— PAGE —
◆ ◆ ◆

MongoDB it's part of the NoSQL ecosystem and is presented as scalable,
high-performance, auto sharding database. A full list of features that
MongoDB offers can be found at mongodb.org.
In this post I'll explain how MongoDB can be deployed into the cloud -
EC2 specifically in order to support a three layers architecture for a web application.
Before I go into technical details and show how it can be done we'll have to
understand why things are done that way, since these days there are many ways to achieve the same
thing. Will wear different hats and start with being the architect.
First lets' establish who is involved into the whole process to build a web application.
Obviously there is somebody that will pay for the application - will call this entity - the business.
The next entity will be developers who will actually write the code and the last(but not the least)
will be the infrastructure people the admins (the architect belongs to this group).
All these three entities can be combined into a single physical person or spread apart different i
departments into an enterprise but the roles remain the same.
Now that we know who is involved let's see what does the
business
want. Well that's quite simple and usually spans from a single line as
I want an application that is resilient to failure and always responsive to
a full business case that has all the fine grained details. The more details
the better but is not necessarily responding to the
question
I have in mind. My real question is
how popular is going to be the app,
this will give an estimate on what sort of traffic you will get, based on the traffic
volume and hopefully pattern, with this you can determine quite a lot
- from sizing the environment to how much it will cost to operate(remember in EC2 there is only OPEX cost).
In my experience the
business will not have any more input into this equation
and that is just fine. So the next step will be to start looking at how
developers
think about it, would be a 'real time', how many reads and writes will be done from the web
servers to the database, how all pieces will fall into place, etc.
Will start building on the following premises about the application
- has to be resilient to failures (business's requirement)

◆ ◆ ◆

— DIRECTIONS —
[a] Name the entities that the MongoDB post says are involved in building a web application.
[b] In the MongoDB post, which group does the architect belong to?

◆ ◆ ◆

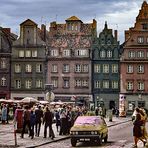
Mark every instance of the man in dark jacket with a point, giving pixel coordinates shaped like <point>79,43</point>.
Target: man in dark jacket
<point>39,116</point>
<point>26,121</point>
<point>47,119</point>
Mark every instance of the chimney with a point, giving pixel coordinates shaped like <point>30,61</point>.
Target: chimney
<point>116,35</point>
<point>43,32</point>
<point>7,30</point>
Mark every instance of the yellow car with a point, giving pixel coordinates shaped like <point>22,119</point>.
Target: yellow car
<point>89,128</point>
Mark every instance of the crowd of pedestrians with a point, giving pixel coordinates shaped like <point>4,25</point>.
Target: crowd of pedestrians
<point>5,113</point>
<point>63,116</point>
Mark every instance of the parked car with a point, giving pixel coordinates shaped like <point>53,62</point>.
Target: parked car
<point>89,128</point>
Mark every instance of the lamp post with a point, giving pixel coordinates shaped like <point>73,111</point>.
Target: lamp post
<point>48,92</point>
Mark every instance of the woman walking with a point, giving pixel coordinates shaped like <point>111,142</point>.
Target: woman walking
<point>137,132</point>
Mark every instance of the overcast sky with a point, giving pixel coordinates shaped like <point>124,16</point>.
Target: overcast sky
<point>119,14</point>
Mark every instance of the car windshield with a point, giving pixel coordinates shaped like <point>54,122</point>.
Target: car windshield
<point>88,120</point>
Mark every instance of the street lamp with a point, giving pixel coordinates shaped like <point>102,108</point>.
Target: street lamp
<point>48,91</point>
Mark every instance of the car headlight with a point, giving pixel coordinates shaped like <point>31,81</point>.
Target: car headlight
<point>94,132</point>
<point>74,133</point>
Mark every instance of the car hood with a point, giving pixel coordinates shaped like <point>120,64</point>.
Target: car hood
<point>86,128</point>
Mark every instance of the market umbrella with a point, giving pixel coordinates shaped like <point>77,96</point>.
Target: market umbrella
<point>2,100</point>
<point>29,100</point>
<point>43,102</point>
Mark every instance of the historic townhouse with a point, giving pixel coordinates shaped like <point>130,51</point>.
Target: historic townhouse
<point>134,62</point>
<point>28,71</point>
<point>105,69</point>
<point>6,38</point>
<point>69,59</point>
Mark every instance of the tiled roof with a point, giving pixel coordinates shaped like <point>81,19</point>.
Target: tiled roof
<point>73,18</point>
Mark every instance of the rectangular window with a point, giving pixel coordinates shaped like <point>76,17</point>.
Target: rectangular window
<point>140,85</point>
<point>54,81</point>
<point>17,83</point>
<point>105,68</point>
<point>129,85</point>
<point>85,68</point>
<point>140,54</point>
<point>102,54</point>
<point>82,52</point>
<point>114,84</point>
<point>130,69</point>
<point>114,68</point>
<point>34,53</point>
<point>78,83</point>
<point>28,84</point>
<point>3,63</point>
<point>54,68</point>
<point>97,84</point>
<point>3,81</point>
<point>39,83</point>
<point>66,68</point>
<point>146,39</point>
<point>85,83</point>
<point>66,52</point>
<point>28,53</point>
<point>66,83</point>
<point>28,68</point>
<point>38,67</point>
<point>106,84</point>
<point>131,54</point>
<point>54,52</point>
<point>109,54</point>
<point>140,39</point>
<point>140,68</point>
<point>77,68</point>
<point>21,53</point>
<point>97,68</point>
<point>17,68</point>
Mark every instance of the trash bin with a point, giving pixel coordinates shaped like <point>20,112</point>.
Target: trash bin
<point>18,116</point>
<point>110,115</point>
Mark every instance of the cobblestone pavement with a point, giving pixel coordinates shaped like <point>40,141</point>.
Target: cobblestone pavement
<point>7,135</point>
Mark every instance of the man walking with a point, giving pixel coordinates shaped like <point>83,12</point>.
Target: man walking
<point>26,121</point>
<point>39,116</point>
<point>47,119</point>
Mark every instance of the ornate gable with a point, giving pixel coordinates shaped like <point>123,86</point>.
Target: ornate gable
<point>28,22</point>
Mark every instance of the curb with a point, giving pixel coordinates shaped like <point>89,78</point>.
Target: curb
<point>119,123</point>
<point>59,139</point>
<point>67,137</point>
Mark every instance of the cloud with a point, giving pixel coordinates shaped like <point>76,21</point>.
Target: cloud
<point>118,13</point>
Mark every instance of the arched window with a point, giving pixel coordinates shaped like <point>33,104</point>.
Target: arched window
<point>3,81</point>
<point>102,54</point>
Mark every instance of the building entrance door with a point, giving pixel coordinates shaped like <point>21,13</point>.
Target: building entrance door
<point>112,105</point>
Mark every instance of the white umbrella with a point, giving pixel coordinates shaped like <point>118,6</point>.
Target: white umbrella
<point>43,102</point>
<point>29,100</point>
<point>2,100</point>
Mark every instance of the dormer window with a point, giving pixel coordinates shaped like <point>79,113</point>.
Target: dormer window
<point>145,26</point>
<point>140,39</point>
<point>102,54</point>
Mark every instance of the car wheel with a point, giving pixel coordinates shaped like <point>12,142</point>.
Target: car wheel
<point>105,139</point>
<point>99,141</point>
<point>73,142</point>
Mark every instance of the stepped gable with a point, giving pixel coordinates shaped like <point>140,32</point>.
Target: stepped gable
<point>143,13</point>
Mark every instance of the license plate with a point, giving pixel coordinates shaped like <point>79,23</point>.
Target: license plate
<point>85,139</point>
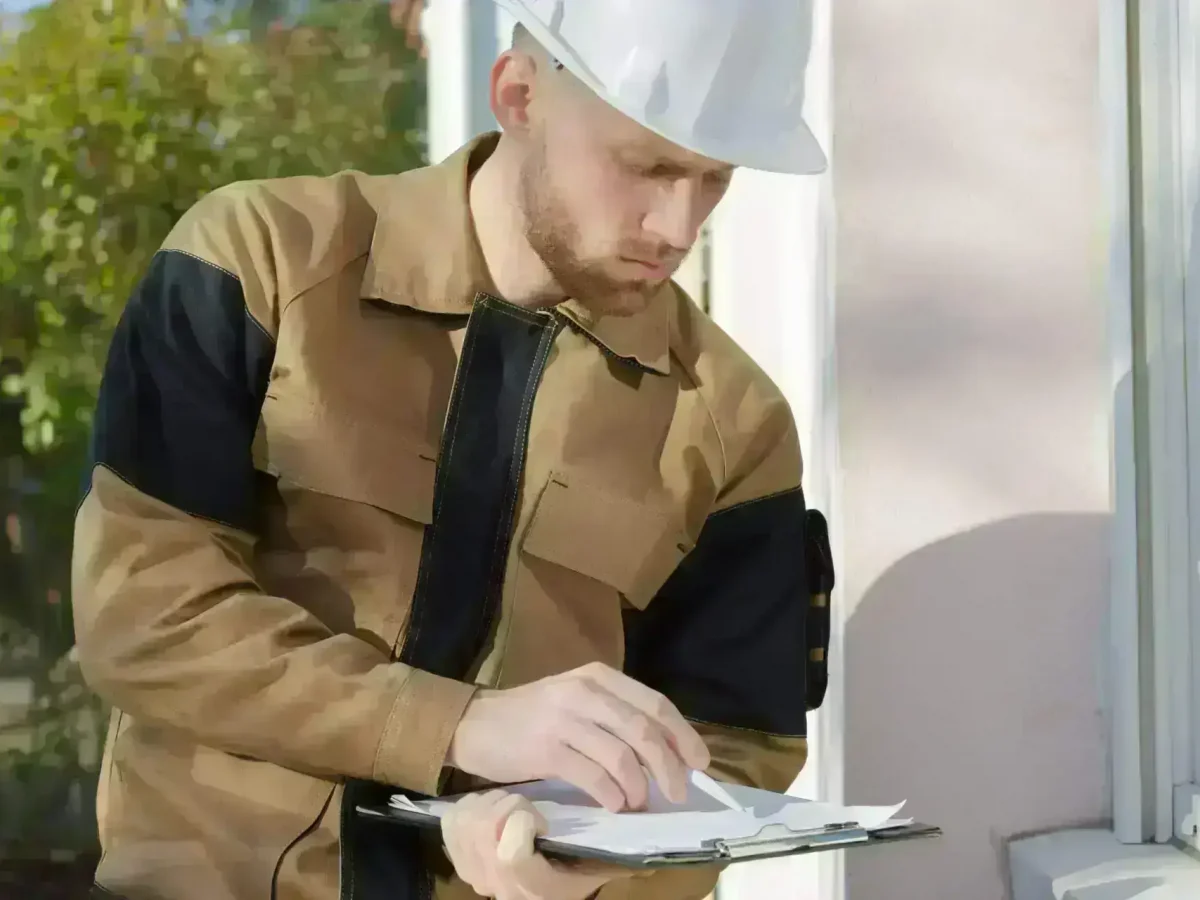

◆ ◆ ◆

— SET OF ANSWERS —
[a]
- The business
- Developers
- Infrastructure people (the admins)

[b] The infrastructure people, the admins.